--- START OF PAGE ---

I got confused with the two kinds of combinations that I was thinking about.
Sorry.  However, while the reordering of the partial accumulation of a
finite number of probabilities, where each probability is taken just once,
can be done with a re algorithm, there is no re algorithm that can consider
all possible combinations for an infinite set of probabilities.  I believe
that this means that the probability of a particular string cannot be proven
to attain a stable value using general mathematical methods but that the
partial ordering of probabilities after any finite programs had been run can
be made, both with actual computed values and through the use of an a
priori methods made with general mathematical methods - if someone (like a
twenty second century AI program) was capable of dealing with the
extraordinary complexity of the problem.


So I haven't proven that there is a theoretical disconnect between the
desired function and the method.  Right now, no one has, as far as I can
tell, been able to prove that the method would actually produce the desired
function for all cases, but I haven't been able to sketch a proof that the
claimed relation between the method and the desired function is completely
unsound.

--- END OF PAGE ---

**SHORT EXERCISE 1**
In the post, what does the writer say no one has yet been able to prove?
**SHORT EXERCISE 2**
Transcribe the post from "I got confused" to "of the problem.".
The lines that come next have nothing to do with this post.

--- START OF DATASET RECORDS ---

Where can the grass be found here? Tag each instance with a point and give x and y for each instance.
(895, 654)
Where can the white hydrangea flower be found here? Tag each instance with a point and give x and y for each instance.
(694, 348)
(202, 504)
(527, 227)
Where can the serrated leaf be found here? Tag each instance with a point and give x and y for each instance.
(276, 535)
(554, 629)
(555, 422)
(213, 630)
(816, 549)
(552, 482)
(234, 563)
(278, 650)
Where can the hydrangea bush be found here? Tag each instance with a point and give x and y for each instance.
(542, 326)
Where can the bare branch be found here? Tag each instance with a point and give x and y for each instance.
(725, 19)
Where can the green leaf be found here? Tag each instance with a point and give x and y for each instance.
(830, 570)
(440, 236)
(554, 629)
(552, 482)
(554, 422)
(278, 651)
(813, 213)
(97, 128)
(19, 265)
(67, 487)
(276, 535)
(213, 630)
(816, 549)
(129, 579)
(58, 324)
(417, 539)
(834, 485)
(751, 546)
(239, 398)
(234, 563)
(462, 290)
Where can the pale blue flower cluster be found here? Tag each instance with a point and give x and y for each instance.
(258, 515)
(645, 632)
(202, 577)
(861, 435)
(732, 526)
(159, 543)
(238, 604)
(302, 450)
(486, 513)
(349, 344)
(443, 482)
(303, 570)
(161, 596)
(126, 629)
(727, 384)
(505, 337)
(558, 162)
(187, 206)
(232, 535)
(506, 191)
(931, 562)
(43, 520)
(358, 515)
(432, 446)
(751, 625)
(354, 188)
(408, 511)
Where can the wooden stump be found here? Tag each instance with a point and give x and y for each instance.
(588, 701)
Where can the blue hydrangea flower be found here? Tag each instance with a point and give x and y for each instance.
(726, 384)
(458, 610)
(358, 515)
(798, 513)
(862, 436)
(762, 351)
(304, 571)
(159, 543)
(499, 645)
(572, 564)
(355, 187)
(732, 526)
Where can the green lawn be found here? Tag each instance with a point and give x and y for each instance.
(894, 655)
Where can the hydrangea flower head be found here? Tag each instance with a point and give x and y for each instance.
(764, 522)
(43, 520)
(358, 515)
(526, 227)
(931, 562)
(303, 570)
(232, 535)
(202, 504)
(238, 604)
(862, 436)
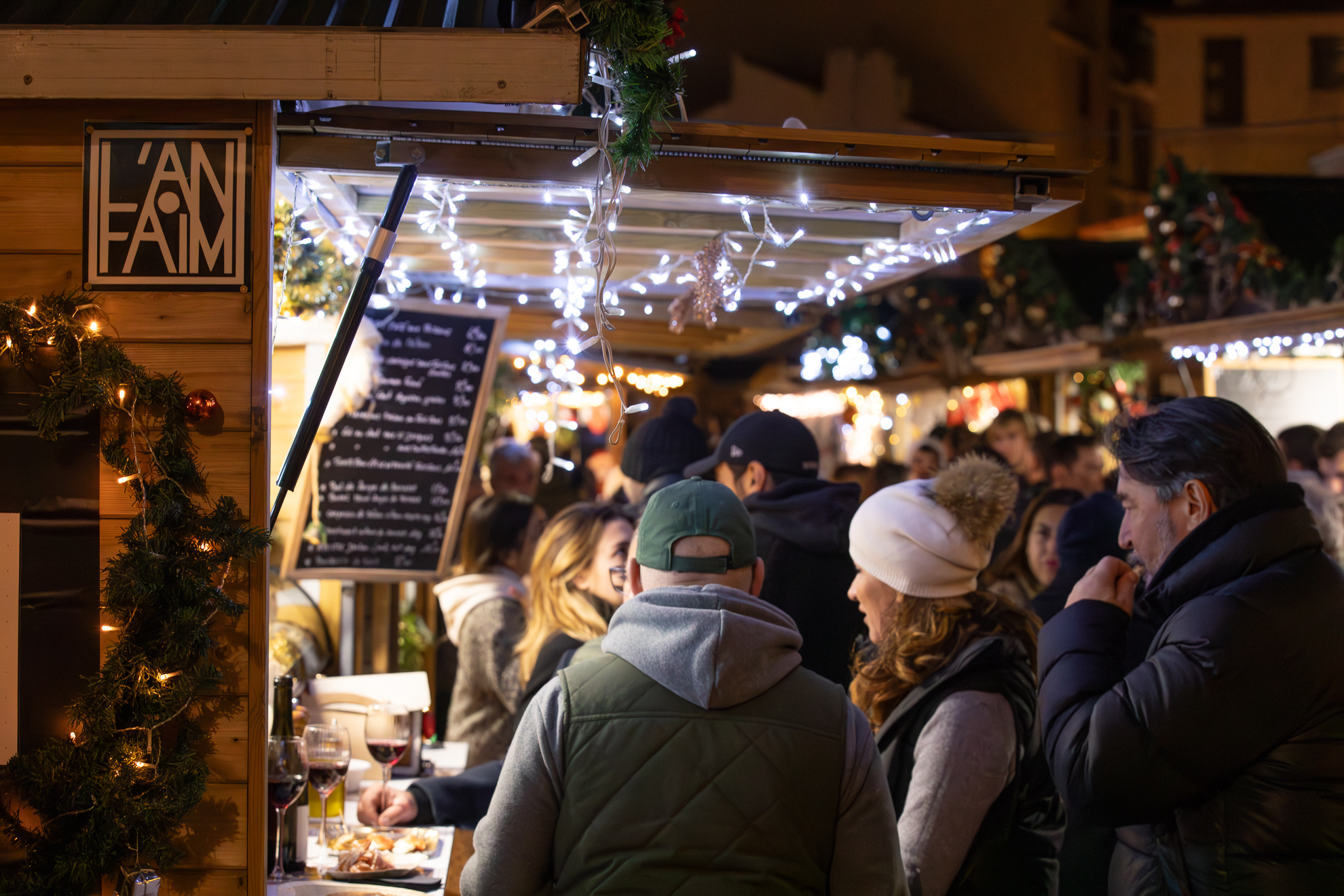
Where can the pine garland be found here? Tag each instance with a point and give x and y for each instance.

--- END OF DATASET RECORDS ---

**TASK RESULT 1**
No one has proven that the method would actually produce the desired function for all cases.

**TASK RESULT 2**
I got confused with the two kinds of combinations that I was thinking about.
Sorry.  However, while the reordering of the partial accumulation of a
finite number of probabilities, where each probability is taken just once,
can be done with a re algorithm, there is no re algorithm that can consider
all possible combinations for an infinite set of probabilities.  I believe
that this means that the probability of a particular string cannot be proven
to attain a stable value using general mathematical methods but that the
partial ordering of probabilities after any finite programs had been run can
be made, both with actual computed values and through the use of an a
priori methods made with general mathematical methods - if someone (like a
twenty second century AI program) was capable of dealing with the
extraordinary complexity of the problem.